> EXERCISE TASKS
1 – In the page on semantic HTML, which element should time references use, and with what attribute?
2 – Resume the semantic HTML page right after its final sentence and carry it forward.

> PAGE EXTRACT
Datapointsoptimize signal-architecture

Semantic Html

signal-architecture floor concept

semantic-html

What this datapoint measures

Use of meaningful HTML elements rather than div-based layout. Whether the brand’s pages use article, section, header, footer, nav, aside, main, h1-h6, ul/ol/li, dl/dt/dd, and other semantic elements appropriately, versus relying entirely on div containers with class names that carry semantics only for human developers.

Semantic HTML matters for AI consumption because AI systems use HTML element semantics as a parsing guide. A page that uses <article> to wrap article content gives the AI a structural signal that what’s inside is article-type content. A page that uses <div class="article"> requires the AI to infer the semantic from the class name, which is less reliable.

What high looks like

  • Article content wrapped in <article> elements
  • Page sections wrapped in <section> elements with appropriate headings
  • Navigation in <nav> elements
  • Page header in <header>, footer in <footer>, main content in <main>
  • Heading hierarchy uses h1-h6 to reflect content structure (one h1 per page; h2-h6 used for nested headings)
  • Lists use ul/ol/li; definition lists use dl/dt/dd
  • Time references use <time> with datetime attributes
  • Images have descriptive alt text (failing alt text degrades semantic-html and accessibility-score)

What low looks like

  • Layout entirely div-based with class names carrying semantics
  • Headings used for visual size rather than structural meaning (h1 for any large text; h3 used for emphasis)
  • Lists rendered as div containers with bullet-point styling
  • Navigation in <div class="nav"> rather than <nav>
  • Multiple h1 elements per page or no h1 at all

What at floor looks like

A brand at floor on semantic-html has pages built entirely from div containers, with semantic HTML elements absent or used incorrectly. This is common in older WordPress themes, in pages built by older CMSes, and in pages built by visual page builders that generate div-heavy output.

Pages at floor are still readable by AI systems — HTML is HTML — but the AI must work harder to identify content structure, and parsing failures are more likely. The path off floor is template work: update site templates to use semantic HTML elements in place of generic divs.

What affects this datapoint

  • Use of article, section, header, footer, nav, aside, main elements
  • Use of h1-h6 in proper hierarchy
  • Use of list elements (ul, ol, li, dl, dt, dd) for actual lists
  • Use of figure, figcaption for images with captions
  • Use of time element for dates and timestamps
  • Avoidance of heading elements used purely for visual styling

OMG actions that influence this datapoint

ActionInfluence
O-4 Technical Infrastructure, Performance & International FoundationSubstantial. Template-level work in O-4 includes correcting non-semantic HTML in site templates.

Dataset rows showing where objects appear:
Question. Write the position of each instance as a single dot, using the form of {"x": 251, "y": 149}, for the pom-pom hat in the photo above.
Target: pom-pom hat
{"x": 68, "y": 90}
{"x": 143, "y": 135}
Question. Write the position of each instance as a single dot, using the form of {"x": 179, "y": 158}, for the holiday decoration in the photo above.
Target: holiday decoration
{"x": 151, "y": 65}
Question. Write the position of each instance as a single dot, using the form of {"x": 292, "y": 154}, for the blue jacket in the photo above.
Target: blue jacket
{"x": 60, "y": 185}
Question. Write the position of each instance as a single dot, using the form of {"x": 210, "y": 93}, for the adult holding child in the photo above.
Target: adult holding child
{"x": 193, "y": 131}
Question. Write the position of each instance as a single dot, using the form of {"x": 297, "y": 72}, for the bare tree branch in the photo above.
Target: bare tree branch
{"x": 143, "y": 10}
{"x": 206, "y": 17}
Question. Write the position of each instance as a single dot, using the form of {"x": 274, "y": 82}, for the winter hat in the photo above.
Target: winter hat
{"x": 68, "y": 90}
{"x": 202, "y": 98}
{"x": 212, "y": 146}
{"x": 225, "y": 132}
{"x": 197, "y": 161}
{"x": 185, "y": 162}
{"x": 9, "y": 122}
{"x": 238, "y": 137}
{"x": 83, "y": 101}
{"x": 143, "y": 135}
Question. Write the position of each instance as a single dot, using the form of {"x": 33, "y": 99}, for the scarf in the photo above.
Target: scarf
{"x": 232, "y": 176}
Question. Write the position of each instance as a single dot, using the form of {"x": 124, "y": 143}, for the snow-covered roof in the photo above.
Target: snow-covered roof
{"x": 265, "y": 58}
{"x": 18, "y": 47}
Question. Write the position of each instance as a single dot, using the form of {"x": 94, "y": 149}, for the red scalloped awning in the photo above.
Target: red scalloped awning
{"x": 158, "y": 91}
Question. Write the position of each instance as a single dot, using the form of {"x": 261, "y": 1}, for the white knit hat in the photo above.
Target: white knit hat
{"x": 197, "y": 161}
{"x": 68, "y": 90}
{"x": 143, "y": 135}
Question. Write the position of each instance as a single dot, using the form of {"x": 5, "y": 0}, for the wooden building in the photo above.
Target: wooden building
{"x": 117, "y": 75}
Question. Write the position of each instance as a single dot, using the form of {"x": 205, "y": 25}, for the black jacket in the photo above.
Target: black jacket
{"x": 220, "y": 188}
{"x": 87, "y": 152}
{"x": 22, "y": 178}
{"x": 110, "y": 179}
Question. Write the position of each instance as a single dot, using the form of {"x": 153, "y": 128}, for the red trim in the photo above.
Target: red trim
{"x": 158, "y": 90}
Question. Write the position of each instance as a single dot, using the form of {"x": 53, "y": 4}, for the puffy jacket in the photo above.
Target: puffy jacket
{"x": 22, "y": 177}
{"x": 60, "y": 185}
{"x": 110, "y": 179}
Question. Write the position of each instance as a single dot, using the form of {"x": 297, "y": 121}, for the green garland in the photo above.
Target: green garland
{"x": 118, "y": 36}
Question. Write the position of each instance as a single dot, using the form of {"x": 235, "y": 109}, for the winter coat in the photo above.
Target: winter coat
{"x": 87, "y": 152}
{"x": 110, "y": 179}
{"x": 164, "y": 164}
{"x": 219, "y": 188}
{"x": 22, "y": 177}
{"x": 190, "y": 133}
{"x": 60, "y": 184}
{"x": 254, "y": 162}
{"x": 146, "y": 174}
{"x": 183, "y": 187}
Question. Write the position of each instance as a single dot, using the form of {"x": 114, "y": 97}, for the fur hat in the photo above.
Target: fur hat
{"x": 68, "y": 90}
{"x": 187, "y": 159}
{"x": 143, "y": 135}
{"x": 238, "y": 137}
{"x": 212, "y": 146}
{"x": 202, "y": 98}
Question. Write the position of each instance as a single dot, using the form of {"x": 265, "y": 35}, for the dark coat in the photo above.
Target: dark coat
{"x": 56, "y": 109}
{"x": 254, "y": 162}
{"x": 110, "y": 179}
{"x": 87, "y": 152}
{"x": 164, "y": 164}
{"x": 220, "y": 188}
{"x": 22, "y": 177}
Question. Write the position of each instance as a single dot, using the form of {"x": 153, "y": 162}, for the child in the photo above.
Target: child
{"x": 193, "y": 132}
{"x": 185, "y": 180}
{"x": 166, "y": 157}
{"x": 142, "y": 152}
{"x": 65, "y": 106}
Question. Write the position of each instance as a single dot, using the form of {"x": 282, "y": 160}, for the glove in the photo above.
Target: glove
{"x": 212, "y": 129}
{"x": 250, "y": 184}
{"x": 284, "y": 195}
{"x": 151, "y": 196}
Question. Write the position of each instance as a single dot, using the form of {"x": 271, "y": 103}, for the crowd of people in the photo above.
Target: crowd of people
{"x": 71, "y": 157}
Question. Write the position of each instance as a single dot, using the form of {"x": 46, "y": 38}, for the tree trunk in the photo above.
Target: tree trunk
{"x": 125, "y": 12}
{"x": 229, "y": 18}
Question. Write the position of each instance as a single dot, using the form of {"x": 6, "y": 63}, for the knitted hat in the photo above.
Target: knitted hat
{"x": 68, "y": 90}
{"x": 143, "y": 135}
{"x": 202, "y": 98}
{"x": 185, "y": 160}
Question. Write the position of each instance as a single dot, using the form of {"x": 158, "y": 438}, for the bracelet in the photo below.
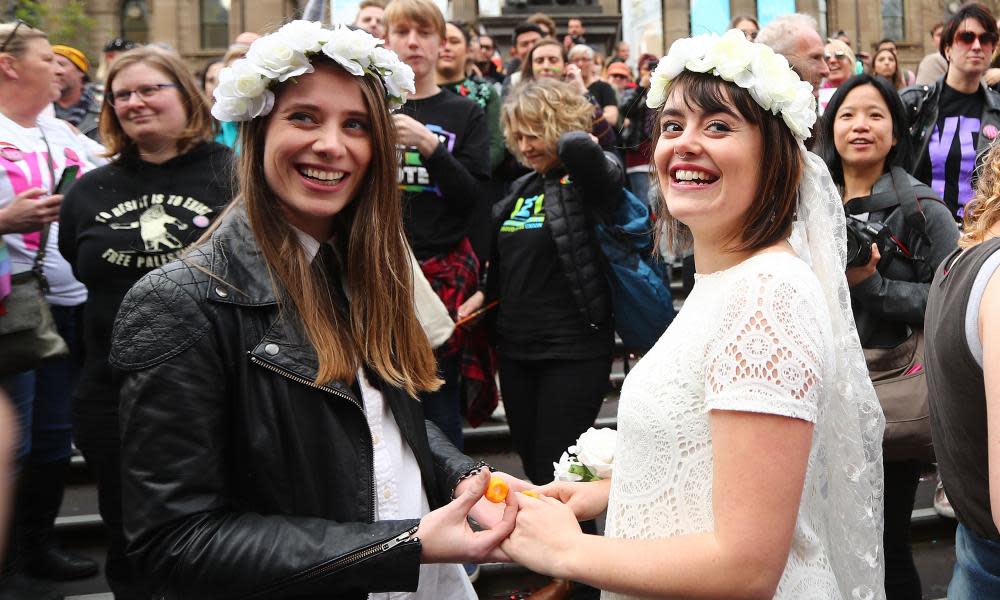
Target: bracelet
{"x": 476, "y": 468}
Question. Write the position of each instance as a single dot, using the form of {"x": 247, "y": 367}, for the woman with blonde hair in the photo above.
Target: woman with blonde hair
{"x": 840, "y": 60}
{"x": 272, "y": 442}
{"x": 962, "y": 326}
{"x": 885, "y": 64}
{"x": 553, "y": 328}
{"x": 165, "y": 185}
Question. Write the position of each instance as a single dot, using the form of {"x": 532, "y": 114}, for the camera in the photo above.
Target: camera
{"x": 861, "y": 235}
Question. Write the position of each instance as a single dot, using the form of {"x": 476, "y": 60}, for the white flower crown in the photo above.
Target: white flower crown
{"x": 243, "y": 94}
{"x": 754, "y": 67}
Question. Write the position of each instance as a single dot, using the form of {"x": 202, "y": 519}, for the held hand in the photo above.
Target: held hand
{"x": 856, "y": 275}
{"x": 474, "y": 303}
{"x": 488, "y": 514}
{"x": 992, "y": 76}
{"x": 411, "y": 132}
{"x": 447, "y": 537}
{"x": 30, "y": 211}
{"x": 586, "y": 500}
{"x": 545, "y": 537}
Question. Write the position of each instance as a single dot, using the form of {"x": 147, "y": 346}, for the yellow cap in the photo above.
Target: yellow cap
{"x": 75, "y": 56}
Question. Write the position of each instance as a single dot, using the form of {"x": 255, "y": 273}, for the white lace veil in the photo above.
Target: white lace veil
{"x": 853, "y": 422}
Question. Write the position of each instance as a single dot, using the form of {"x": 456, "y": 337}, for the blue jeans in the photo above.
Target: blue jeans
{"x": 977, "y": 567}
{"x": 42, "y": 398}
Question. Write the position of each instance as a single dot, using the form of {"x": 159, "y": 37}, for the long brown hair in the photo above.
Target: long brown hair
{"x": 382, "y": 330}
{"x": 199, "y": 117}
{"x": 770, "y": 215}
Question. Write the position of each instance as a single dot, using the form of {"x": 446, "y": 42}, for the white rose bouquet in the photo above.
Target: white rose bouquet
{"x": 243, "y": 92}
{"x": 590, "y": 459}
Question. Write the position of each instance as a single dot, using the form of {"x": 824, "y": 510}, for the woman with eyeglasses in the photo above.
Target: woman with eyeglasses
{"x": 165, "y": 185}
{"x": 840, "y": 60}
{"x": 748, "y": 25}
{"x": 545, "y": 61}
{"x": 35, "y": 149}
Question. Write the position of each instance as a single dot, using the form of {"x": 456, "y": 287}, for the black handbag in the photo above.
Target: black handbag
{"x": 28, "y": 333}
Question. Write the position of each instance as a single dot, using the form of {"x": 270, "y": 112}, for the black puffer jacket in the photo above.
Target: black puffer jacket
{"x": 242, "y": 479}
{"x": 591, "y": 192}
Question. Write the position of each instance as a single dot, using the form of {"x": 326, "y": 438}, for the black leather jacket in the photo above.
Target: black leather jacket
{"x": 592, "y": 192}
{"x": 921, "y": 102}
{"x": 895, "y": 295}
{"x": 241, "y": 478}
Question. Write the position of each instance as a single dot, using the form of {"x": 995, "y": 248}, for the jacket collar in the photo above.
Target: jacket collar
{"x": 237, "y": 267}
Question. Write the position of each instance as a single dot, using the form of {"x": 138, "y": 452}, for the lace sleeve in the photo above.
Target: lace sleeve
{"x": 768, "y": 356}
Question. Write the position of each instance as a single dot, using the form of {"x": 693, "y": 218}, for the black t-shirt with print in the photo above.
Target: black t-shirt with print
{"x": 950, "y": 160}
{"x": 441, "y": 192}
{"x": 538, "y": 316}
{"x": 121, "y": 221}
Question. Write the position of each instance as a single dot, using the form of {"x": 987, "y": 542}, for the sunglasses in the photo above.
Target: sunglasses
{"x": 10, "y": 36}
{"x": 986, "y": 38}
{"x": 145, "y": 92}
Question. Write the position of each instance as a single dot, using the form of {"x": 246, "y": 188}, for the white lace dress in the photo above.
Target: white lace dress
{"x": 753, "y": 338}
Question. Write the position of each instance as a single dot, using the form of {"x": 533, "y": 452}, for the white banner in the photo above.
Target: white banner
{"x": 642, "y": 27}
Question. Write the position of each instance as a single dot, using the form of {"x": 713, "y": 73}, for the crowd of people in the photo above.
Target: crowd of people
{"x": 232, "y": 262}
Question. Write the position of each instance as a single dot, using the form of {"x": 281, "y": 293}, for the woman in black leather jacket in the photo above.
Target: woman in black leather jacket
{"x": 867, "y": 149}
{"x": 272, "y": 443}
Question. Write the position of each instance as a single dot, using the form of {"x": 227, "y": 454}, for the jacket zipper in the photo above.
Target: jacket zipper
{"x": 357, "y": 556}
{"x": 298, "y": 379}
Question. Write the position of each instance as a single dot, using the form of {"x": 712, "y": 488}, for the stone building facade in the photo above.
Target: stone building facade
{"x": 200, "y": 29}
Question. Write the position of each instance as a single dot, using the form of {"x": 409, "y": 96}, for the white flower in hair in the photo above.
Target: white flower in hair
{"x": 235, "y": 108}
{"x": 242, "y": 80}
{"x": 243, "y": 92}
{"x": 400, "y": 81}
{"x": 276, "y": 58}
{"x": 754, "y": 67}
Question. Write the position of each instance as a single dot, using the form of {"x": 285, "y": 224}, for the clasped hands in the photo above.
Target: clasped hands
{"x": 534, "y": 531}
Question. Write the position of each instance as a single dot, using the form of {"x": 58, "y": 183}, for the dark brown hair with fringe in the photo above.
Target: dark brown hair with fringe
{"x": 770, "y": 216}
{"x": 382, "y": 330}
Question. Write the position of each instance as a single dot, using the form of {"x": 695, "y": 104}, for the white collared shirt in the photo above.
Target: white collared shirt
{"x": 399, "y": 489}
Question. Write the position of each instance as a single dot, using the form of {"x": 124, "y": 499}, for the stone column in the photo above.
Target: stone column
{"x": 743, "y": 8}
{"x": 676, "y": 20}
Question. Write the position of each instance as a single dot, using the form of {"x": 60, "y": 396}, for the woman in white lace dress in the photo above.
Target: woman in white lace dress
{"x": 748, "y": 458}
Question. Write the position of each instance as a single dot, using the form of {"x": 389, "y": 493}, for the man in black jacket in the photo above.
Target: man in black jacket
{"x": 954, "y": 121}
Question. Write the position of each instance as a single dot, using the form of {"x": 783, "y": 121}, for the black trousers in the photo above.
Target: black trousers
{"x": 104, "y": 460}
{"x": 549, "y": 403}
{"x": 902, "y": 582}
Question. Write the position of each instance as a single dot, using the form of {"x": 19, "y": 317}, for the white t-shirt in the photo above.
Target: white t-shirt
{"x": 23, "y": 165}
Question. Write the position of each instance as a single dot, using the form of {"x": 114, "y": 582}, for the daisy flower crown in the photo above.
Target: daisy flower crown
{"x": 243, "y": 92}
{"x": 754, "y": 67}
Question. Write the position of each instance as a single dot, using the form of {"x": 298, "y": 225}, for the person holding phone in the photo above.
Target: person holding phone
{"x": 34, "y": 151}
{"x": 545, "y": 61}
{"x": 166, "y": 185}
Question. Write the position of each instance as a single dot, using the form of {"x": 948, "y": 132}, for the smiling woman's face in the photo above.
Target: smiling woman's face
{"x": 862, "y": 129}
{"x": 317, "y": 148}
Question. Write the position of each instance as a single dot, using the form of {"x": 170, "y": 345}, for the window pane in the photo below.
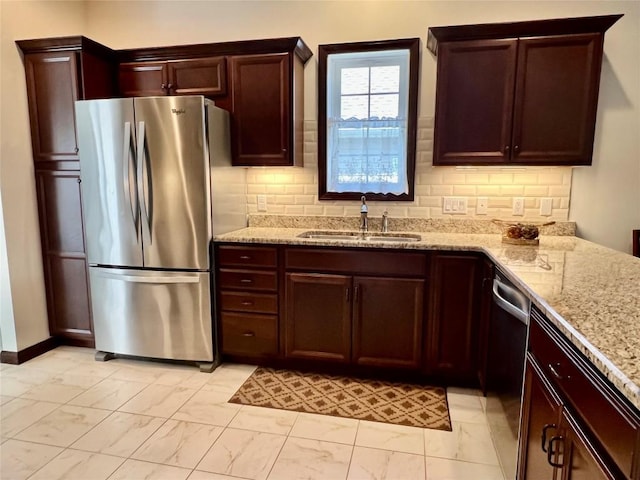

> THE ANSWERS
1 – The <time> element, with datetime attributes.

2 –
O-5 Core Structured Data FoundationIndirect. O-5 work often reveals non-semantic HTML during structured-data implementation, prompting cleanup.
M-2 Answer-First Content ArchitectureIndirect. M-2 work creates new content using current templates; if templates are updated to be semantic-correct as part of M-2, semantic-html lifts.

Multilingual considerations

Semantic HTML is language-neutral in its markup. The <article>, <section>, and similar elements work the same way regardless of content language.

One consideration specific to RTL languages (Arabic and Hebrew, not currently in Avonetiq’s primary five): the dir="rtl" attribute should be set at the HTML element or on individual content blocks, not as a CSS-only directionality. CSS-only directionality breaks semantic parsing for some AI systems. Avonetiq’s current calibrated five primary languages do not require RTL handling.

For CJK languages, semantic HTML is identical to English. No special handling required.

Common failure modes

  • Visual page builders generating heavily nested divs with no semantic elements
  • Older WordPress themes using <div class="post"> instead of <article>
  • React/Vue/Angular components using <div> as the default container instead of semantic elements
  • Heading hierarchy violations (multiple h1, skipped levels, h-elements used for visual size)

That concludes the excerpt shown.